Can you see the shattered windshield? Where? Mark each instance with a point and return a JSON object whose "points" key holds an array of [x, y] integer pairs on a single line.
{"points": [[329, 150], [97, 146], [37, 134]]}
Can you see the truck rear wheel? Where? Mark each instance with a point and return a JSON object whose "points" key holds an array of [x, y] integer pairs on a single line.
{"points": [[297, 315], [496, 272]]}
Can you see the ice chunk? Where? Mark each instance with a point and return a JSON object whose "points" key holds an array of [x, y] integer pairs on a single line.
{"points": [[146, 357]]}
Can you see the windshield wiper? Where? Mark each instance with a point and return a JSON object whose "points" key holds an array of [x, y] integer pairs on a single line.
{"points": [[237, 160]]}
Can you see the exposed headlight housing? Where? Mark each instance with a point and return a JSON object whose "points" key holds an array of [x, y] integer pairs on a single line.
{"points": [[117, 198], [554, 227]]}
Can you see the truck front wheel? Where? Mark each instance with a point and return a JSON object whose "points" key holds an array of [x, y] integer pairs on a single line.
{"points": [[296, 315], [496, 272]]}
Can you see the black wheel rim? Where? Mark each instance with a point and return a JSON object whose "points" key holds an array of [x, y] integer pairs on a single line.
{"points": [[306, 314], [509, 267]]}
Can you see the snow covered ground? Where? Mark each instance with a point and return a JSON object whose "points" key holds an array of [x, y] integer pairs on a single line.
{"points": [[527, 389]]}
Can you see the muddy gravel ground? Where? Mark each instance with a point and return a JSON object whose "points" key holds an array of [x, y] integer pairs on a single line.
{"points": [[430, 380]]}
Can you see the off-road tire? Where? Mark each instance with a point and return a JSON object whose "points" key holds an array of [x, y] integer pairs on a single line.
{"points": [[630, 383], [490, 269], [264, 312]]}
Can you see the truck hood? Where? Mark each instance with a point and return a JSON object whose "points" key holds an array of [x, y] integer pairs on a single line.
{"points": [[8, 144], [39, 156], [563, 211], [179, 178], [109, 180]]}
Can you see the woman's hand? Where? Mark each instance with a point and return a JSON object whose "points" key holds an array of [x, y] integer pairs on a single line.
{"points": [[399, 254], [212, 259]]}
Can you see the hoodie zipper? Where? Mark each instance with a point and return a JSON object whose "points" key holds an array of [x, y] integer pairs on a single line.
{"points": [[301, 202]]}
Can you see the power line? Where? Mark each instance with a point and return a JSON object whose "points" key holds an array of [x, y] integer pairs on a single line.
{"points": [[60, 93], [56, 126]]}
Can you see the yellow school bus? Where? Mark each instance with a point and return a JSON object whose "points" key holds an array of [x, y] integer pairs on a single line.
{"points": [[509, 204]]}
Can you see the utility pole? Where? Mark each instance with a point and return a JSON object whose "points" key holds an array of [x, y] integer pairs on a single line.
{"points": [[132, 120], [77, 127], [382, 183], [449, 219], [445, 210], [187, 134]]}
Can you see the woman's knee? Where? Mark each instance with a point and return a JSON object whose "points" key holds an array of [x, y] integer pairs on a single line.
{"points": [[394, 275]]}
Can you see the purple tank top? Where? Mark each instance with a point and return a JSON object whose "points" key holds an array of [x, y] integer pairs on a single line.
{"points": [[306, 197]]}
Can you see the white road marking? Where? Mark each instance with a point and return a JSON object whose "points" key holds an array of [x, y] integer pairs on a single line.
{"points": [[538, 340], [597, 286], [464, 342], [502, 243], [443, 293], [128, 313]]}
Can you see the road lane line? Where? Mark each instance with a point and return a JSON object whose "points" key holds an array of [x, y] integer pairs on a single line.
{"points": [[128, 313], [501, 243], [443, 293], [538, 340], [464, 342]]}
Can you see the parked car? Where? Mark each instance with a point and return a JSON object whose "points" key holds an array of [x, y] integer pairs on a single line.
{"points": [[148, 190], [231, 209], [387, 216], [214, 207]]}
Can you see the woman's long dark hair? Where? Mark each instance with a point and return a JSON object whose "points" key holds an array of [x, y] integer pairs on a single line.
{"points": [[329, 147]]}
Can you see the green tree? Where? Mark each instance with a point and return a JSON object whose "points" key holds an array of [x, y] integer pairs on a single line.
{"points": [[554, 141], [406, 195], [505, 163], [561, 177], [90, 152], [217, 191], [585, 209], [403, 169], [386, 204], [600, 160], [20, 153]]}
---
» Instructions to follow:
Return the listing word for word.

» Solution to this problem:
Can you see the shattered windshield? Where? Mark each instance with a point and return a JSON object whose "points" key holds an array of [x, y] integer pairs on a single line.
{"points": [[329, 150], [97, 146], [37, 134]]}
Can you see the truck rear wheel? Where? Mark each instance with a point and return a JSON object whose "points" key holds an array of [x, y] integer pairs on a single line.
{"points": [[297, 315], [496, 272]]}
Can you see the ice chunk? Where? Mark each instance with a point and return a JSON object whose "points" key holds an array of [x, y] integer pairs on a single line.
{"points": [[146, 357]]}
Can you see the windshield wiper? Where? Mark each instance with a point and return a JSON object whose "points" key holds an array of [x, y] integer pairs on a single line.
{"points": [[237, 160]]}
Can you see the exposed headlight housing? Where? Mark each instance with a point and return a JSON object whose "points" key holds an array of [x, y] integer pairs on a single line.
{"points": [[117, 198], [554, 227]]}
Can you see the truck front wheel? Where? Mark each instance with a point and return a JSON object whose "points" key holds an array of [x, y] integer pairs on a single line.
{"points": [[296, 315], [496, 272]]}
Can you see the black wheel rim? Where? Mark each instance with a point and return a JSON object whose "points" key holds an array of [x, y] integer pairs on a single line.
{"points": [[306, 314], [509, 267]]}
Can you see the snow covered ground? Where? Mark each instance with a point and return a JSON object whose "points" key holds an array of [x, y] integer pairs on a single line.
{"points": [[527, 389]]}
Can you see the muddy gravel ground? Where? Mark each instance with a point and return a JSON object whose "points" key holds an array of [x, y] integer pairs on a single line.
{"points": [[430, 380]]}
Can you see the off-road tire? Where? Mark each instance with a point and return a JSON object whose "points" key holds an array of [x, y] integer pairs on a single line.
{"points": [[630, 383], [490, 269], [264, 312]]}
Can you see the truck hood? Where? Mark each instance with a point and return a JSON object whose "points" key holds an array of [x, y] integer pairs on a single line.
{"points": [[8, 144], [39, 156], [563, 211], [179, 178], [109, 180]]}
Can you see the woman's hand? Where? Mark each instance with a point and return a JSON object whose "points" key holds an array of [x, y] integer pairs on a single line.
{"points": [[399, 254], [212, 259]]}
Can you see the hoodie zipper? Where? Mark each instance with a point and return a JSON object whose "points" key holds an array of [x, y] integer pairs on a single line.
{"points": [[301, 202]]}
Can you see the power line? Where? Mark each instance with a point and return a JSON object whose "points" key holds an array of [x, y] integer pairs on a single line.
{"points": [[60, 93], [56, 126]]}
Can you see the yellow school bus? Where? Mark each instance with a point and return a JSON object whose "points" key holds an array of [x, y] integer pairs on a single line.
{"points": [[509, 204]]}
Can you see the utility pole? Where? Mark each instance with a point and return a JSON object whose "points" key holds an array of [x, y] integer pairs on a single line.
{"points": [[132, 120], [77, 127], [382, 183], [449, 219], [445, 210], [187, 134]]}
Can you see the woman's knee? Where? Mark each instance with a point and return a JSON object whose "points" key holds an array of [x, y] integer pairs on a single line.
{"points": [[394, 275]]}
Can you see the purple tank top? Where? Mark each instance with a point and return a JSON object whose "points" key holds an array of [x, y] integer pairs on a single line.
{"points": [[306, 197]]}
Can you see the white road marking? Where? Mark each instance with a point and return a JSON object whose "points" key holds an array of [x, y] integer pairs on a single line.
{"points": [[538, 340], [597, 286], [464, 342], [502, 243], [443, 293], [128, 313]]}
Can you see the road lane line? Where? Mark each instance with a point and return a JSON object whose "points" key holds an array of [x, y] integer pairs on a single line.
{"points": [[128, 313], [501, 243], [443, 293], [538, 340], [464, 342]]}
Can you see the parked car? Where? Mark each instance with a point and return a JSON object whose "points" key holds an array of [x, y] integer pairs on a single line.
{"points": [[148, 190], [231, 209], [387, 216], [214, 207]]}
Can you see the woman's long dark hair? Where? Mark each instance with a point and return a JSON object whose "points" key holds an array of [x, y] integer pairs on a single line.
{"points": [[329, 147]]}
Can you see the green tree? Where? Mark each instance with a point and return a JSON object whose "points" key holds an array of [x, y] integer pairs on a single line.
{"points": [[554, 141], [406, 195], [505, 163], [561, 177], [90, 152], [217, 191], [585, 209], [403, 169], [386, 204], [600, 160], [20, 153]]}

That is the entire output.